* _Texto proporcionado_:
%%
El ejemplo de la Serpiente de Bronce que
nos pone el Libro de los Números, no es
otra cosa sino una llamada de atención
al hombre respecto a lo que significa
alejarse de Dios. Cuando el pueblo se
aleja de Dios aparece el castigo de las
serpientes venenosas. Dios, al mismo
tiempo, les envía un remedio: la
Serpiente de Bronce.
En ese mirar a la Serpiente de Bronce
está encerrado el misterio de todo
hombre, que tiene que terminar por
elegir a Dios o por apartarse de Él.
Está en nuestras manos, es nuestra opción
el hacer o no lo que Dios pide.
Esta misma situación es la que vivían
los hebreos de cara a Dios en medio de
las adversidades, en medio de las
dificultades: los hebreos se encontraban
en el desierto y estaban hartos del
milagro cotidiano del maná y de las
dificultades que tenían, lo que hace
que el pueblo murmure contra Dios. Algo
semejante nos podría pasar también a
nosotros: ser un pueblo que se
acostumbra al milagro cotidiano y acaba
murmurando contra Dios, como les pasó a
los judíos de la época de nuestro Señor:
acostumbrados, se cegaron al milagro que
era tener frente a ellos, ni más ni
menos, que a la Segunda Persona de la
Santísima Trinidad.
También nosotros podemos ser personas
que acaban por acostumbrarse al milagro:
El milagro «tan normal» de la vida de
Dios en nosotros a través del Bautismo
y a través de la Eucaristía. El
milagro «tan normal» del constante
perdón de nuestro Señor a través de
la confesión, a través de nuestro
encuentro con Él. El milagro «tan
normal» de la Providencia de nuestro Señor
que está constantemente ayudándonos,
sosteniéndonos, robusteciendo nuestro
corazón.
Y cuando uno se acostumbra al milagro,
acaba murmurando, acaba quejándose,
porque ha perdido ya la capacidad de
apreciar lo que significa la presencia
de Dios en su vida. Ha perdido ya la
capacidad de apreciar lo que puede
llegar a indicar la transformación que
Dios quiere para su vida.
%%
* _Instrucción_:
Responda, por favor, estas preguntas sobre el texto de la Serpiente de Bronce:
1. ¿Qué castigo aparece cuando el pueblo se aleja de Dios?
2. ¿De qué milagro cotidiano estaban hartos los hebreos en el desierto?
3. ¿A través de qué se da el milagro «tan normal» de la vida de Dios en nosotros?

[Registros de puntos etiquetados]
%%
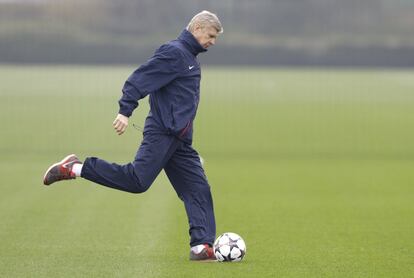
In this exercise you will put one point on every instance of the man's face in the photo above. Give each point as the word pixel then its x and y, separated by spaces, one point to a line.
pixel 205 35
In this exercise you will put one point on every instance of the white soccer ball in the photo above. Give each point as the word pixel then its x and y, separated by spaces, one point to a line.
pixel 229 247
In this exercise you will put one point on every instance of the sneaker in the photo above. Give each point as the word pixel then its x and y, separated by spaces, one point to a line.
pixel 206 254
pixel 61 170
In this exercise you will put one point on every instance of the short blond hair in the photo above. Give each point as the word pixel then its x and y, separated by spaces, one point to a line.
pixel 205 18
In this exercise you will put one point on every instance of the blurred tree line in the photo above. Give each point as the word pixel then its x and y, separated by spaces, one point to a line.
pixel 269 32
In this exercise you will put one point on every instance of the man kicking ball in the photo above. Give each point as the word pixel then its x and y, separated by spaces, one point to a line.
pixel 171 78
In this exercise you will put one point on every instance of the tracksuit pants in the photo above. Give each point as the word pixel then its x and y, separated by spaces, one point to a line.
pixel 182 165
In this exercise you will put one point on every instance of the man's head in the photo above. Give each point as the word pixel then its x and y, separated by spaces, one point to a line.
pixel 205 27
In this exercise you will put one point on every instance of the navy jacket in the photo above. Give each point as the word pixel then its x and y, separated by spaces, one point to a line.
pixel 172 79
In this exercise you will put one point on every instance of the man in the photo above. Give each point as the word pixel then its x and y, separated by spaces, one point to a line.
pixel 172 79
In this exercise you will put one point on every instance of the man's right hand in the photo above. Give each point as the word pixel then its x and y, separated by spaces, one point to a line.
pixel 120 124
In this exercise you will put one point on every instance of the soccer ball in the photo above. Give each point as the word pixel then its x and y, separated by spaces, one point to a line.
pixel 229 247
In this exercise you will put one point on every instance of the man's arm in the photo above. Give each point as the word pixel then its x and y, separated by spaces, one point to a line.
pixel 158 71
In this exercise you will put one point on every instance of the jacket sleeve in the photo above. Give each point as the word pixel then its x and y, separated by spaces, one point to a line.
pixel 157 72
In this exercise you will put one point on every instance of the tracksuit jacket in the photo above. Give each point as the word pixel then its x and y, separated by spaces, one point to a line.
pixel 172 78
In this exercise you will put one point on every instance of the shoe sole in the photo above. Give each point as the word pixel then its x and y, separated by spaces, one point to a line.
pixel 57 163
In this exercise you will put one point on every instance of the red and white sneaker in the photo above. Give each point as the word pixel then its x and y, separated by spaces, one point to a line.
pixel 205 254
pixel 61 170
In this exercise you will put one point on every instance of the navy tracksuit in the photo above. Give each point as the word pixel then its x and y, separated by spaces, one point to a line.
pixel 172 79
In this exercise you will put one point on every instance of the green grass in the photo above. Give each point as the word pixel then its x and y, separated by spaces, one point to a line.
pixel 314 168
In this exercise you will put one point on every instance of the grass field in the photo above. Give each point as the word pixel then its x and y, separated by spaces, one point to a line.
pixel 314 168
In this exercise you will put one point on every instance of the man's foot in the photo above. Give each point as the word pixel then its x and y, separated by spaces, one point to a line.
pixel 61 170
pixel 205 253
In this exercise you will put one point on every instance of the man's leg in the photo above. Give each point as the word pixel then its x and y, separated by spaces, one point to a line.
pixel 187 176
pixel 135 177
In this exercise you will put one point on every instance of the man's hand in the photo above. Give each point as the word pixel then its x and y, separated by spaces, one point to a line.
pixel 120 124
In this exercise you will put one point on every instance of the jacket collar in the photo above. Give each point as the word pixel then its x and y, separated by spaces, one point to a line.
pixel 191 43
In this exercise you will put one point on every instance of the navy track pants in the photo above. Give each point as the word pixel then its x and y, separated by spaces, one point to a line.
pixel 182 165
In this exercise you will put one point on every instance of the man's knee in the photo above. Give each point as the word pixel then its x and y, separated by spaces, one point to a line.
pixel 137 186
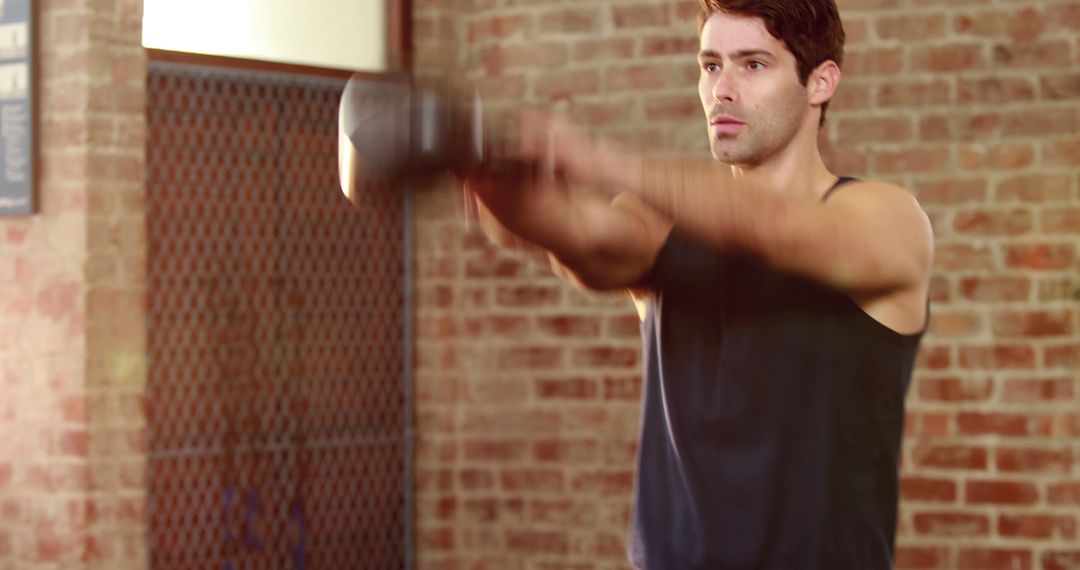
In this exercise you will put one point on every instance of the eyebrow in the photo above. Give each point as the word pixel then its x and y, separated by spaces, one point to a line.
pixel 713 54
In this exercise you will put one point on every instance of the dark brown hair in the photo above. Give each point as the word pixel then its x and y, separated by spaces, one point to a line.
pixel 811 29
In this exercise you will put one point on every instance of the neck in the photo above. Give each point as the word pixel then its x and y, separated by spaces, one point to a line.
pixel 797 171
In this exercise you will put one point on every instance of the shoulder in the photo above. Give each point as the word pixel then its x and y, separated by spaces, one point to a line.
pixel 886 211
pixel 880 201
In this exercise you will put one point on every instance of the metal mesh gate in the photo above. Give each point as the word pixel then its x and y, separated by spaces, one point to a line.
pixel 278 401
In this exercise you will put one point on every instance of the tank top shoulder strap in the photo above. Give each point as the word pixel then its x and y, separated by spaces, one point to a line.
pixel 840 181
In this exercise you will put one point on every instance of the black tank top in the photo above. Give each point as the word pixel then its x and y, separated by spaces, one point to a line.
pixel 771 424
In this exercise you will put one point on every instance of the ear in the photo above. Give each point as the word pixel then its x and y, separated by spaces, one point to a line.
pixel 822 83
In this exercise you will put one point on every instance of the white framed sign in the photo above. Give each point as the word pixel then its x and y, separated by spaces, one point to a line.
pixel 17 197
pixel 349 35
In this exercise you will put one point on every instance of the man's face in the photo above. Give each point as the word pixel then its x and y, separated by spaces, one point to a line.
pixel 750 90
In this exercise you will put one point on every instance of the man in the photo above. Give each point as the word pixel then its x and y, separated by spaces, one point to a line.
pixel 783 304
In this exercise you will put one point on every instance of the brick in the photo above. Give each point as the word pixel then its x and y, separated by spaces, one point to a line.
%%
* _Resultado de la tarea_:
1. El castigo de las serpientes venenosas.
2. Del milagro cotidiano del maná.
3. A través del Bautismo y de la Eucaristía.